What to work on:
1/ Do the following statements agree with the piece on family bike routes? Answer yes or no for each, quoting the words from the piece that settle it. (a) National Bike Month falls in May. (b) The piece offers eight bike routes. (c) The Kirkland route covers 3 miles round trip.
2/ Write what comes next in the piece on family bike routes, picking up right after its final line.

Source extract:
* Begin *

Get ready to roll! The availability of family-biking gear such as trailer bikes and cargo bikes has made it easier than ever to ride with kids in tow. Meanwhile, bike lanes and rail trails are being added to the Puget Sound map, making it easier to bike safely with kids of any age. Now, you just need the perfect route for your spring family bike ride: one that’s safe, the right distance and with a snack stop for refueling and a treat.
In honor of spring and National Bike Month (May), here are six favorite bike routes for spring, ranging from lazy-day rides to a high-thrill tunnel jaunt that older kids will love.
1. Car-free in Kirkland
Route: Cross Kirkland Corridor Trail, Terrace Park to the end of the trail at 108th Ave. N.E.
Info: Find more about the Cross Kirkland Trail project
Distance: 3 miles round trip (or longer)

* End *

Records from a dataset

* Begin *

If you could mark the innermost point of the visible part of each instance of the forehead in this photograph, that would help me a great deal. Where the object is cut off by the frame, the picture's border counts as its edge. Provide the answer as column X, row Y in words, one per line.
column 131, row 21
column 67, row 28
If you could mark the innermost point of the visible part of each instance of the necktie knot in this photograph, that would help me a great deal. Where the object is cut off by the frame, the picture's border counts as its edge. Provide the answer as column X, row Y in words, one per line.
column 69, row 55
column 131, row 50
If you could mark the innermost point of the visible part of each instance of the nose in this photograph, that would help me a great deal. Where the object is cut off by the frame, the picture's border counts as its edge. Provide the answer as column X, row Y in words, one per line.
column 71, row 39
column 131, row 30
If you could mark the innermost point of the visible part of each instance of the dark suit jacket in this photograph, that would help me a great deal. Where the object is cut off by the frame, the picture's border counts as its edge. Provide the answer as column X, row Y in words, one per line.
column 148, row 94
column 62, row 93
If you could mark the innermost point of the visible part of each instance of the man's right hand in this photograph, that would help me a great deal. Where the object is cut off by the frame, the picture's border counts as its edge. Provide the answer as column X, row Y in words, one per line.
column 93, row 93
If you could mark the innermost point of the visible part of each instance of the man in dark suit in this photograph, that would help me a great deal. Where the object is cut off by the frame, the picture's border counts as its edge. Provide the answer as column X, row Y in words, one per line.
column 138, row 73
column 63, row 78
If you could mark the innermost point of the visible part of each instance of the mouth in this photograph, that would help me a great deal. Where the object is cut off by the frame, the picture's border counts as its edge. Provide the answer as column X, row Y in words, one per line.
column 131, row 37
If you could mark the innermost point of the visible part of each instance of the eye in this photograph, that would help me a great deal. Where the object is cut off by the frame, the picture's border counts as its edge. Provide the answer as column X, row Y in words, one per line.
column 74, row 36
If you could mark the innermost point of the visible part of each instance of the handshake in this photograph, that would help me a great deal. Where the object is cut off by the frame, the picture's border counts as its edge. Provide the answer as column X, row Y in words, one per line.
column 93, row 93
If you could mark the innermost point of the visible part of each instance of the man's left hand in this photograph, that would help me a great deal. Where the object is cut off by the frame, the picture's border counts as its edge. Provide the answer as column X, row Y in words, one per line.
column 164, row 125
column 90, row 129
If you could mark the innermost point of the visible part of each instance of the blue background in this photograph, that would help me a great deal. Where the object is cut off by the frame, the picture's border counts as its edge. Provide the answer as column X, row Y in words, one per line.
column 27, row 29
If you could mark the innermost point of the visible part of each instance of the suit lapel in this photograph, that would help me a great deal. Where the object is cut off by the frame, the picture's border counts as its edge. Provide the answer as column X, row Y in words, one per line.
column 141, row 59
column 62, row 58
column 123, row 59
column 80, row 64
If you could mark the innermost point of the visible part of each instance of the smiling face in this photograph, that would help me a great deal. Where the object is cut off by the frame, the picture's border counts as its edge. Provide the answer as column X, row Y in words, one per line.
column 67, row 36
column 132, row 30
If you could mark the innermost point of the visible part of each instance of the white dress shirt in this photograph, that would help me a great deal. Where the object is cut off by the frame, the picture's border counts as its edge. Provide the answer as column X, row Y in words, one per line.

* End *

Per-task answers:
1/
(a) Yes: "National Bike Month (May)"
(b) No: "here are six favorite bike routes for spring"
(c) Yes: "Distance: 3 miles round trip (or longer)"

2/
This short ride in picturesque Kirkland is ideal for families with kids on scoots or little ones new to pedal bikes. Park by Terrace Park, a small park about one mile from the Kirkland waterfront, whose ample grassy lawn offers a perfect picnic site where grown-ups can relax while the kids frolic on the play structure. Above the park at the top of the stairs, you’ll find the car-free Cross Kirkland Corridor Trail, a relatively new rail trail that’s part of a larger Eastside rail-trail project. Enjoy peek-a-boo views of Lake Washington and the Seattle skyline as you pedal southbound 1.6 miles, at which point the trail turns into the original railroad tracks again, and then you turn back.
An alternative route is to bike north along the trail about .7 miles and stop for a pint at the kid-and dog-friendly Chainline Brewing Company, right along the trail, where you'll sometimes find food trucks on site as well.
Minimum age: Kids on scooters or scoot bikes or preschoolers on pedal bikes.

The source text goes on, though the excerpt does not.